Objective:
Count the lines in the rows below that contain the string "hillside", treating uppercase and lowercase as different. Reply with the number alone.

Data section:
※

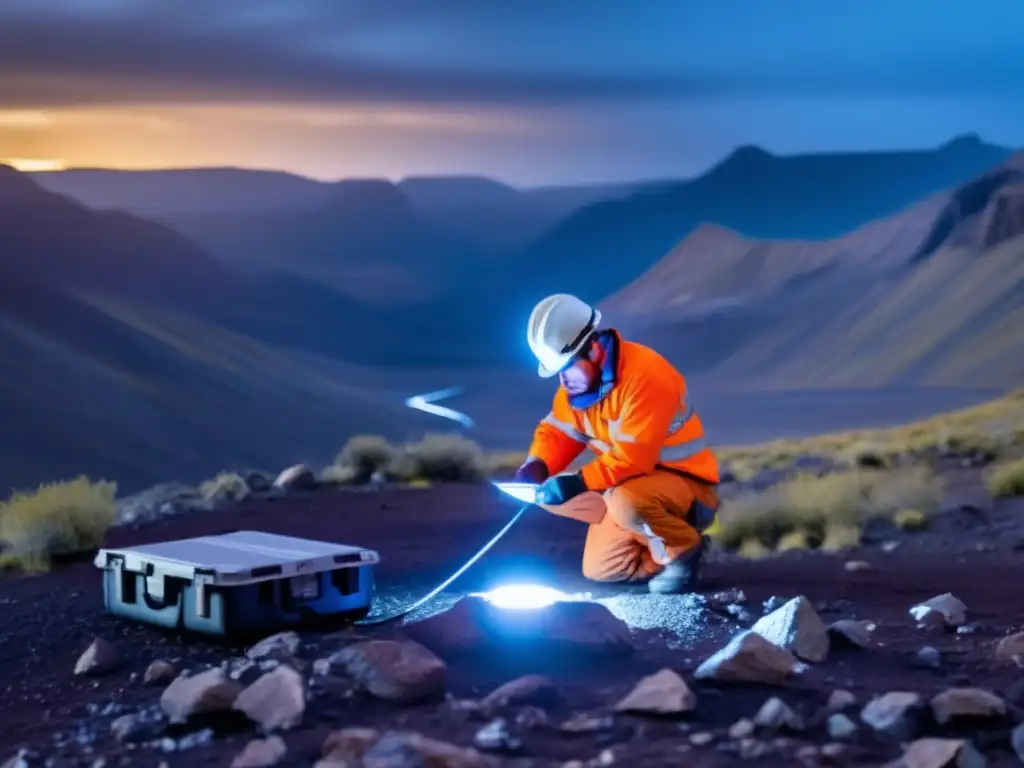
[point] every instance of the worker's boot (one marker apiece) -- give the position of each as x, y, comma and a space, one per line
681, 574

※

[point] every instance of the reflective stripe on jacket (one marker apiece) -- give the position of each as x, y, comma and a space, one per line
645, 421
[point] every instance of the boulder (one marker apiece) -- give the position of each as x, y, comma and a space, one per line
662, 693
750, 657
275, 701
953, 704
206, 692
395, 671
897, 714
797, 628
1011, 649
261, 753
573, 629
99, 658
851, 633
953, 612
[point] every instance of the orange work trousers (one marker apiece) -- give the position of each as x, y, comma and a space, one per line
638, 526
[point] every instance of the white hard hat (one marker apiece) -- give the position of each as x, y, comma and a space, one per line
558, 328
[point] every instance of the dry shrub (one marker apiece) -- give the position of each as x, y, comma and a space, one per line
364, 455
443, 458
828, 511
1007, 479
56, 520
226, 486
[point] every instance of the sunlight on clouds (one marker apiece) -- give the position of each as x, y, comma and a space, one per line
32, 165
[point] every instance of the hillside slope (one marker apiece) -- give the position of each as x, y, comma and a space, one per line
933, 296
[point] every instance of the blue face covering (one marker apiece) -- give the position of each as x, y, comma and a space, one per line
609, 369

※

Correct answer:
1